Location labeling records
-------
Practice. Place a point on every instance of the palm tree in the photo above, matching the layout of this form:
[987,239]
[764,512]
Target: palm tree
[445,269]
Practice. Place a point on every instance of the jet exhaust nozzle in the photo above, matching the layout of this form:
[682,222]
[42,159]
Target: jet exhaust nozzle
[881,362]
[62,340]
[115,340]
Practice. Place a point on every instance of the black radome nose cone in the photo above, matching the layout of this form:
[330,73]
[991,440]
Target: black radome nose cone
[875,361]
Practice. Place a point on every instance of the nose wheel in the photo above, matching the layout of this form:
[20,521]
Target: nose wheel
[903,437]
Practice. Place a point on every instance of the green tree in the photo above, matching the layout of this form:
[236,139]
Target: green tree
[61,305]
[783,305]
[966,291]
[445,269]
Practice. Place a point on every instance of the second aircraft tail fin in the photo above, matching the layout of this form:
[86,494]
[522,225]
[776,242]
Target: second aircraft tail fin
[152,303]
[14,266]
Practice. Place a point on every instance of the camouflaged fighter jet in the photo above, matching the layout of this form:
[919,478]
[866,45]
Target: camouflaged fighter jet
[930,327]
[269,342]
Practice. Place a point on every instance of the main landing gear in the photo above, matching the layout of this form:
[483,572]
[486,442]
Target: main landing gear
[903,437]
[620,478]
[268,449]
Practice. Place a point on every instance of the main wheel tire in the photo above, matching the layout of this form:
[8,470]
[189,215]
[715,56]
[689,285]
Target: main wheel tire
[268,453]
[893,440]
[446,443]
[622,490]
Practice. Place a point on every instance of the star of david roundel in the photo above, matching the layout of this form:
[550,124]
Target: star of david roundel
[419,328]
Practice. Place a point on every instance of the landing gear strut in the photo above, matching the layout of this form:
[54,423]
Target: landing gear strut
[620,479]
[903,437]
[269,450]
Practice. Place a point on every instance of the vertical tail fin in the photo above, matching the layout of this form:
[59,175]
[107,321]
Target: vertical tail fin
-------
WRITTEN TASK: Rewrite all of the lines above as a numbered list, omitting any blank lines.

THE OUTPUT:
1. Practice. Place a point on every instance of the palm tree in the photo above, matching the layout of this form:
2. [987,239]
3. [764,512]
4. Target: palm tree
5. [445,269]
6. Practice. Place a point on every instance of the jet exhaust nozzle in the photo above, matching the layout of this form:
7. [682,222]
8. [42,159]
9. Target: jet exhaust nozzle
10. [881,362]
11. [62,340]
12. [115,340]
13. Practice. Place a point on every instance of the black radome nose cone in the photo above, matching the layout of this form:
14. [330,73]
15. [991,440]
16. Target: black radome nose cone
17. [875,361]
18. Practice. Place a point on every instance of the nose wheel in the photo above, matching the layout of this form:
19. [20,521]
20. Target: nose wheel
21. [903,437]
22. Practice. Place a point on every instance of the green tree in the photo above, matching the layout of this form:
23. [236,139]
24. Target: green tree
25. [61,305]
26. [783,305]
27. [966,291]
28. [445,269]
29. Practice. Place a point on every instance of the second aircraft tail fin in the photo above, matching the layout of this form:
30. [86,494]
31. [522,225]
32. [776,242]
33. Target: second aircraft tail fin
34. [152,303]
35. [14,266]
36. Practice. Place a point on every instance of the camouflaged fighter jet in the photo above, matching the layout of this form:
37. [919,478]
38. [866,45]
39. Target: camouflaged fighter jet
40. [930,327]
41. [269,342]
42. Practice. Place a point on every instance of the main landing gear in the photo above, matching the layout of this form:
43. [483,572]
44. [486,442]
45. Target: main landing gear
46. [903,437]
47. [620,478]
48. [268,449]
49. Practice. Place a point on every instance of the main wheel tire in the photo above, matching the layout of this form:
50. [8,470]
51. [189,215]
52. [715,56]
53. [689,285]
54. Target: main wheel tire
55. [268,453]
56. [893,440]
57. [446,443]
58. [622,490]
59. Practice. Place a point on every instance of the star of david roundel in the photo above, matching the layout of this form:
60. [550,124]
61. Target: star of david roundel
62. [419,328]
63. Practice. Place a point on every instance of the landing gear strut in the photo above, matching the layout of this form:
64. [54,423]
65. Target: landing gear strut
66. [620,479]
67. [903,437]
68. [269,450]
69. Practice. Place a point on every instance of the vertical tail fin in the photo above, matching the layout of this form:
70. [59,175]
71. [107,321]
72. Target: vertical tail fin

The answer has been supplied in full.